**Selected extract**

-*-*-

On 3/5/2019 10:02 PM, [email protected] wrote:
On Saturday, March 2, 2019 at 2:29:50 AM UTC-7, [email protected]
wrote:
On Friday, March 1, 2019 at 10:14:02 PM UTC-7, [email protected]
wrote:
On Thursday, February 28, 2019 at 12:09:27 PM UTC-7, Brent wrote:
On 2/28/2019 4:07 AM, [email protected] wrote:
On Wednesday, February 27, 2019 at 8:10:16 PM UTC-7,
Brent wrote:
On 2/27/2019 4:58 PM, [email protected] wrote:
*Are you assuming uniqueness to tensors; that only
tensors can produce covariance in 4-space? Is that
established or a mathematical speculation? TIA, AG *
That's looking at it the wrong way around. Anything
that transforms as an object in space, must be
representable by tensors. The informal definition of
a tensor is something that transforms like an object,
i.e. in three space it's something that has a
location and an orientation and three extensions.
Something that doesn't transform as a tensor under
coordinate system changes is something that depends
on the arbitrary choice of coordinate system and so
cannot be a fundamental physical object.
Brent
1) Is it correct to say that tensors in E's field
equations can be represented as 4x4 matrices which have
different representations depending on the coordinate
system being used, but represent the same object?
That's right as far as it goes. Tensors can be of any
order. The curvature tensor is 4x4x4x4.
2) In SR we use the LT to transform from
one*non-accelerating* frame to another. In GR, what is
the transformation for going from one *accelerating*
frame to another?
The Lorentz transform, but only in a local patch.

-*-*-

**Stored records**

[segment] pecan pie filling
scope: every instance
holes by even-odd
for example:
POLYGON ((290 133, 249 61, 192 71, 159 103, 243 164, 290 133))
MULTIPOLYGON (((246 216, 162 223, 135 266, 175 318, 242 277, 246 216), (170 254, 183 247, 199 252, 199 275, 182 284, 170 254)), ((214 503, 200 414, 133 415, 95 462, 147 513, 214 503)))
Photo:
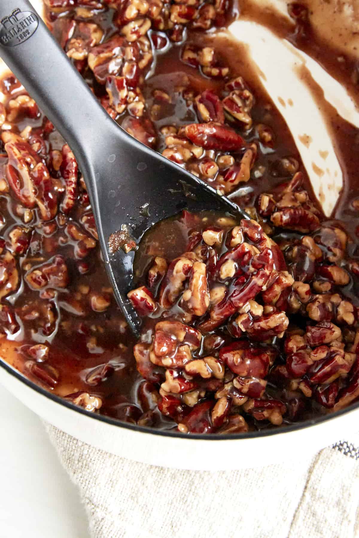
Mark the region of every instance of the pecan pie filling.
MULTIPOLYGON (((333 119, 348 165, 328 219, 282 117, 226 33, 236 4, 45 4, 49 27, 108 114, 251 219, 185 210, 146 232, 128 294, 143 320, 136 342, 75 157, 8 76, 1 356, 88 410, 185 433, 277 427, 358 400, 356 130, 333 119)), ((290 9, 297 30, 303 10, 290 9)))

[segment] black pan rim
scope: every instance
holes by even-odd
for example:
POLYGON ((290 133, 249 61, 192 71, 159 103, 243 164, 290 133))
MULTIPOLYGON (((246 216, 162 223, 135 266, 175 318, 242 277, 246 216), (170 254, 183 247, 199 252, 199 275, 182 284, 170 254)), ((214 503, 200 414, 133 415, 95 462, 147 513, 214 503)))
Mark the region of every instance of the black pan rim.
MULTIPOLYGON (((97 413, 91 413, 90 411, 87 411, 86 409, 79 407, 72 402, 69 402, 58 396, 57 394, 52 394, 49 391, 39 386, 33 381, 31 381, 20 372, 16 370, 3 359, 0 358, 0 366, 3 368, 8 373, 12 376, 18 381, 26 385, 27 386, 35 391, 38 393, 48 398, 52 401, 60 405, 67 407, 73 411, 79 413, 81 415, 84 415, 89 418, 94 420, 98 420, 101 422, 108 424, 117 428, 123 428, 125 429, 130 430, 132 431, 137 431, 139 433, 147 434, 149 435, 158 435, 164 437, 172 437, 174 438, 187 439, 187 440, 198 440, 206 441, 239 441, 241 439, 251 439, 269 437, 272 435, 278 435, 280 434, 285 434, 292 431, 297 431, 300 430, 305 429, 311 427, 316 426, 316 424, 326 422, 331 420, 335 417, 341 416, 346 415, 351 411, 353 411, 359 408, 359 401, 351 405, 348 406, 344 409, 340 409, 334 413, 329 413, 327 415, 321 415, 315 419, 311 419, 308 420, 303 421, 302 422, 297 422, 288 426, 283 426, 278 429, 262 430, 259 431, 249 431, 247 433, 242 434, 211 434, 210 435, 204 434, 183 434, 180 431, 167 431, 165 430, 159 430, 155 428, 146 427, 146 426, 139 426, 136 424, 130 424, 128 422, 122 422, 116 419, 113 419, 104 415, 100 415, 97 413)), ((15 395, 16 397, 16 395, 15 395)))

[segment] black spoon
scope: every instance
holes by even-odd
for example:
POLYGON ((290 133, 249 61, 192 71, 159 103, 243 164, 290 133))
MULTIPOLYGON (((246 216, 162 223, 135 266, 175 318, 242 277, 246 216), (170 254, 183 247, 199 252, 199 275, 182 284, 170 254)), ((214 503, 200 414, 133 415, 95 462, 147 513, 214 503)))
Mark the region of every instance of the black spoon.
POLYGON ((94 96, 26 0, 1 0, 0 55, 72 149, 92 206, 115 296, 138 334, 140 321, 127 299, 133 251, 110 250, 110 236, 127 226, 138 242, 151 225, 186 208, 249 218, 204 181, 138 142, 94 96), (16 8, 16 9, 15 9, 16 8), (149 204, 150 216, 142 211, 149 204))

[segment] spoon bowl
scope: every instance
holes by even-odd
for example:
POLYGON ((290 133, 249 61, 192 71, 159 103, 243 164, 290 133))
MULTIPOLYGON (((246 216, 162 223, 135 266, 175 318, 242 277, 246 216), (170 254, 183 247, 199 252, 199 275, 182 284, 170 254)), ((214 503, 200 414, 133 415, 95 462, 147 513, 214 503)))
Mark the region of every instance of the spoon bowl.
MULTIPOLYGON (((19 0, 16 5, 14 10, 12 0, 2 0, 0 20, 15 17, 26 26, 27 33, 14 37, 2 31, 0 56, 74 152, 89 194, 115 296, 137 335, 140 321, 126 295, 131 289, 134 256, 130 249, 136 247, 144 232, 185 208, 249 217, 204 181, 119 127, 31 4, 19 0)), ((236 137, 239 150, 245 143, 236 137)))

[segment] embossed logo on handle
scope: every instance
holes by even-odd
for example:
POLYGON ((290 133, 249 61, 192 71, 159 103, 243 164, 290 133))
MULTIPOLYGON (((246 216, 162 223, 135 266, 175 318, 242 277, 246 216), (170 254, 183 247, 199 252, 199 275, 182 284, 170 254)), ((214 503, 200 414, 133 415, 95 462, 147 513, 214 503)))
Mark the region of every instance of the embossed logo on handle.
POLYGON ((15 47, 34 33, 39 18, 32 11, 20 11, 18 8, 0 20, 0 45, 15 47))

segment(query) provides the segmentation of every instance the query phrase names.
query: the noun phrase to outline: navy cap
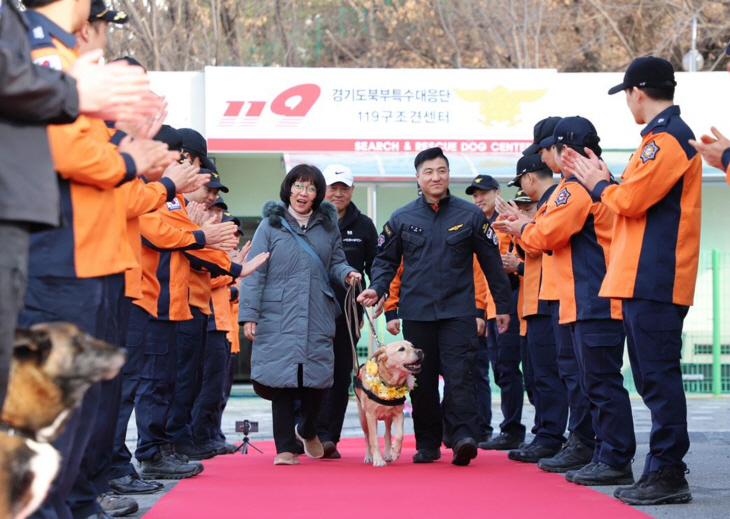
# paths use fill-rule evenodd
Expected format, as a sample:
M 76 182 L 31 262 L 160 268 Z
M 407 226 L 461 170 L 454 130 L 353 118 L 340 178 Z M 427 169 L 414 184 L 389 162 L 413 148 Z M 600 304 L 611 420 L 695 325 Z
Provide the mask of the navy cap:
M 218 196 L 218 198 L 216 198 L 215 202 L 213 202 L 210 206 L 211 207 L 220 207 L 224 211 L 228 211 L 228 204 L 226 204 L 223 201 L 223 197 L 222 196 Z
M 476 190 L 489 191 L 491 189 L 499 189 L 499 182 L 489 175 L 478 175 L 471 181 L 471 185 L 466 188 L 466 194 L 471 195 Z
M 183 149 L 187 152 L 194 153 L 198 157 L 208 156 L 208 143 L 205 137 L 192 128 L 180 128 L 183 135 Z
M 512 199 L 518 204 L 534 204 L 535 201 L 527 196 L 524 191 L 521 189 L 517 190 L 517 193 L 515 193 L 515 197 Z
M 171 151 L 180 151 L 182 149 L 182 134 L 167 124 L 163 124 L 160 131 L 152 139 L 164 142 Z
M 515 178 L 510 180 L 507 185 L 509 187 L 517 186 L 520 187 L 520 180 L 522 179 L 522 175 L 525 173 L 532 173 L 533 171 L 541 171 L 543 169 L 547 168 L 547 164 L 545 164 L 542 161 L 542 158 L 540 157 L 539 153 L 535 153 L 533 155 L 525 155 L 524 157 L 520 157 L 520 160 L 517 161 L 517 167 L 516 167 L 516 175 Z
M 107 9 L 104 0 L 91 0 L 89 21 L 97 22 L 100 20 L 121 25 L 129 21 L 129 16 L 127 16 L 127 13 L 122 11 L 112 11 L 111 9 Z
M 545 119 L 542 119 L 541 121 L 538 121 L 535 125 L 535 128 L 532 130 L 532 144 L 530 144 L 527 148 L 525 148 L 522 151 L 523 155 L 534 155 L 538 151 L 540 151 L 540 148 L 549 148 L 554 142 L 551 142 L 550 144 L 543 146 L 542 141 L 543 139 L 547 139 L 548 137 L 552 137 L 553 130 L 555 130 L 555 126 L 560 122 L 561 117 L 546 117 Z
M 598 136 L 596 127 L 585 117 L 564 117 L 555 127 L 553 133 L 555 142 L 566 146 L 574 146 L 582 153 L 583 148 L 591 148 L 596 155 L 601 154 L 601 147 L 598 146 L 601 138 Z
M 636 58 L 626 69 L 623 83 L 610 89 L 608 95 L 635 86 L 674 90 L 677 86 L 674 80 L 674 67 L 667 60 L 654 56 Z
M 200 173 L 210 174 L 210 180 L 207 184 L 205 184 L 205 187 L 209 189 L 218 189 L 220 191 L 223 191 L 224 193 L 228 193 L 228 188 L 224 186 L 221 182 L 221 176 L 218 174 L 218 172 L 208 168 L 200 168 Z

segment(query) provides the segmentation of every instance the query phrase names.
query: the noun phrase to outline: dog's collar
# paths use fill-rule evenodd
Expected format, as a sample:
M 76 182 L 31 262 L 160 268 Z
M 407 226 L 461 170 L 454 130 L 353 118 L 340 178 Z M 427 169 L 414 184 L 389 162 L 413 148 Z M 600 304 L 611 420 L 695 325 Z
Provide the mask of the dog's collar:
M 370 391 L 368 388 L 363 386 L 362 379 L 359 376 L 355 377 L 355 380 L 353 382 L 354 382 L 355 387 L 358 389 L 362 389 L 370 400 L 372 400 L 373 402 L 377 402 L 380 405 L 397 406 L 397 405 L 403 405 L 406 403 L 405 396 L 400 397 L 400 398 L 393 398 L 393 399 L 389 399 L 389 400 L 380 398 L 378 395 L 376 395 L 375 393 Z
M 35 440 L 35 432 L 30 429 L 19 429 L 17 427 L 13 427 L 7 422 L 0 421 L 0 432 L 4 432 L 8 436 L 19 436 L 21 438 L 28 438 L 30 440 Z

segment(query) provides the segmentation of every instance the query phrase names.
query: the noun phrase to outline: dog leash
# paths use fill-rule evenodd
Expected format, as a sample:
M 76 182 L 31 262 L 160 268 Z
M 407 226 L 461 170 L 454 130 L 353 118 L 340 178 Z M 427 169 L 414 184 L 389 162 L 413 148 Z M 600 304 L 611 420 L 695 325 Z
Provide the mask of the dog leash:
M 360 366 L 357 363 L 357 347 L 355 346 L 355 337 L 352 334 L 353 326 L 352 324 L 355 324 L 355 334 L 357 335 L 357 338 L 360 339 L 360 318 L 357 315 L 357 289 L 360 288 L 359 284 L 357 287 L 349 286 L 347 288 L 347 293 L 345 294 L 345 321 L 347 322 L 347 333 L 350 335 L 350 345 L 352 346 L 352 367 L 355 373 L 355 376 L 357 376 L 358 371 L 360 371 Z M 380 342 L 380 339 L 378 338 L 378 334 L 375 331 L 375 325 L 373 324 L 372 319 L 370 319 L 370 316 L 368 315 L 367 309 L 363 309 L 363 315 L 365 315 L 365 318 L 368 321 L 368 325 L 370 326 L 370 335 L 372 336 L 373 340 L 375 341 L 375 344 L 377 345 L 378 349 L 383 348 L 383 343 Z

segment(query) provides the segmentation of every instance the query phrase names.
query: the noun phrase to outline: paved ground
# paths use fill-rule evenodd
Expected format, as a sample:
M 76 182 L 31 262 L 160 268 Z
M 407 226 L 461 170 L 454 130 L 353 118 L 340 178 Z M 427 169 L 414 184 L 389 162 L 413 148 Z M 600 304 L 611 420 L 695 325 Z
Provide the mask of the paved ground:
M 250 386 L 236 386 L 223 417 L 224 432 L 231 442 L 240 442 L 240 435 L 234 431 L 236 420 L 258 421 L 259 433 L 250 435 L 252 442 L 271 440 L 271 407 L 270 403 L 256 397 Z M 501 420 L 498 399 L 494 399 L 493 425 Z M 649 411 L 639 397 L 632 398 L 634 425 L 638 449 L 634 462 L 636 478 L 641 475 L 644 456 L 648 451 L 651 418 Z M 730 516 L 730 397 L 689 396 L 688 423 L 692 445 L 685 459 L 691 473 L 687 476 L 692 495 L 692 503 L 687 505 L 639 507 L 643 512 L 657 518 L 687 519 L 726 519 Z M 525 402 L 523 423 L 531 424 L 533 420 L 532 406 Z M 131 424 L 134 423 L 132 420 Z M 382 427 L 382 426 L 381 426 Z M 529 426 L 528 426 L 529 429 Z M 406 420 L 406 432 L 412 433 L 411 420 Z M 127 443 L 134 449 L 136 430 L 130 427 Z M 347 417 L 343 429 L 343 437 L 359 437 L 362 435 L 357 418 L 354 399 L 348 406 Z M 529 438 L 528 438 L 529 439 Z M 235 454 L 234 456 L 239 456 Z M 259 455 L 253 452 L 251 455 Z M 273 453 L 267 453 L 273 459 Z M 537 469 L 536 469 L 537 470 Z M 164 492 L 169 491 L 175 482 L 166 482 Z M 615 487 L 597 487 L 596 490 L 613 495 Z M 142 517 L 164 494 L 140 496 L 140 511 L 129 517 Z

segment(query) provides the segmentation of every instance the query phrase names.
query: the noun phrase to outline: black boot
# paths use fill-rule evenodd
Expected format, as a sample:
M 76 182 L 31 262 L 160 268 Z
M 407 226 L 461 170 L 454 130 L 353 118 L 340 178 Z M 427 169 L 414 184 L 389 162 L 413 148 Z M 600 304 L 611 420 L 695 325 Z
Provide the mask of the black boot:
M 662 467 L 642 476 L 631 487 L 617 488 L 614 496 L 629 505 L 668 505 L 689 503 L 692 494 L 683 467 Z
M 585 467 L 592 459 L 593 449 L 570 433 L 560 452 L 552 458 L 541 459 L 537 466 L 546 472 L 567 472 Z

-*-*-

**What you have to do**
Summarize the thread on tensors in three sentences.

**Answer to this task**
Asked whether only tensors can produce covariance in 4-space, Brent answers that this is the wrong way around: anything that transforms as an object in space must be representable by tensors, and something that doesn't transform as a tensor depends on the arbitrary choice of coordinate system, so it cannot be a fundamental physical object. A follow-up asks whether the tensors in the field equations can be represented as 4x4 matrices that differ by coordinate system but represent the same object, and the reply calls this right as far as it goes, since tensors can be of any order and the curvature tensor is 4x4x4x4. Asked what transformation takes one accelerating frame to another in GR, the reply gives the Lorentz transform, but only in a local patch.